What this task involves
From the rows below, pull out every line that contains the string "background".

Supplied records
====

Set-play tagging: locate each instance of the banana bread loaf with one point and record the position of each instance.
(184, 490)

====

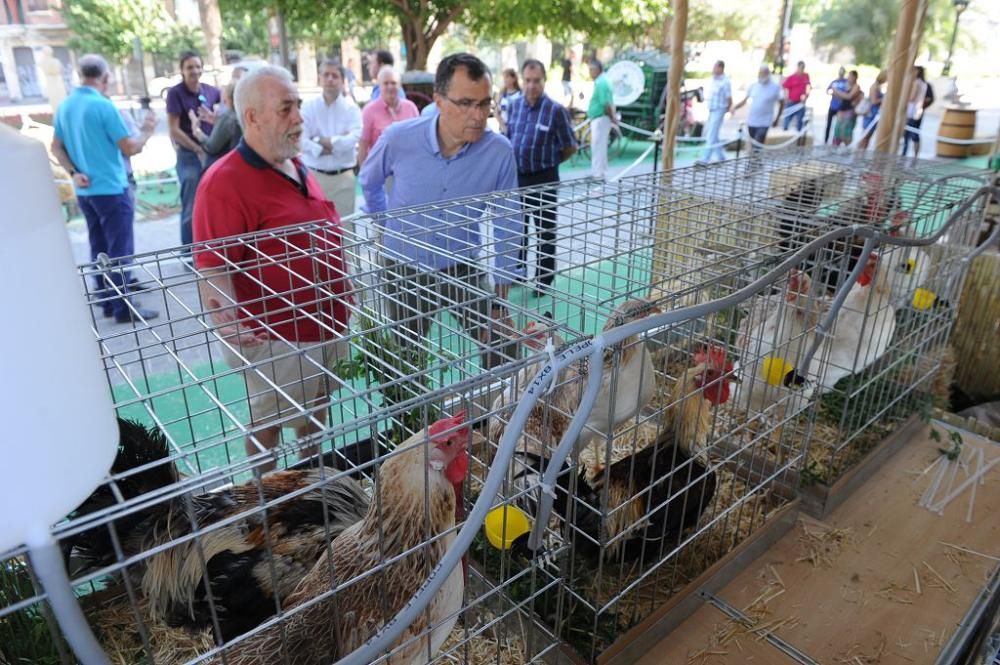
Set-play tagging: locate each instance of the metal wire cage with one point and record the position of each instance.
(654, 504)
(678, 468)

====

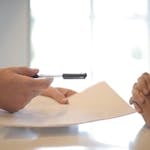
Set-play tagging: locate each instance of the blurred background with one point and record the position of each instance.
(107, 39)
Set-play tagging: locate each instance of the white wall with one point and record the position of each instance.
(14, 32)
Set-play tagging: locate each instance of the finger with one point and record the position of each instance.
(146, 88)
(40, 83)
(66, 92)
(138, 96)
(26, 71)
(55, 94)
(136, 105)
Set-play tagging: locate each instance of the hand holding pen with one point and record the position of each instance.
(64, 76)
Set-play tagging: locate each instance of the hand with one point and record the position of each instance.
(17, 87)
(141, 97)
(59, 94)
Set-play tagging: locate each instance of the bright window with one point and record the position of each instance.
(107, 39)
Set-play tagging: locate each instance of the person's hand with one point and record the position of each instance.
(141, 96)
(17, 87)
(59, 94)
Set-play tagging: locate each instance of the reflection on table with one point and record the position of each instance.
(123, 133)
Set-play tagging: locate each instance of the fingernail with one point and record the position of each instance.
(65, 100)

====

Output
Set-play tagging: locate each instance of the blurred background with one point and record the position of each instance.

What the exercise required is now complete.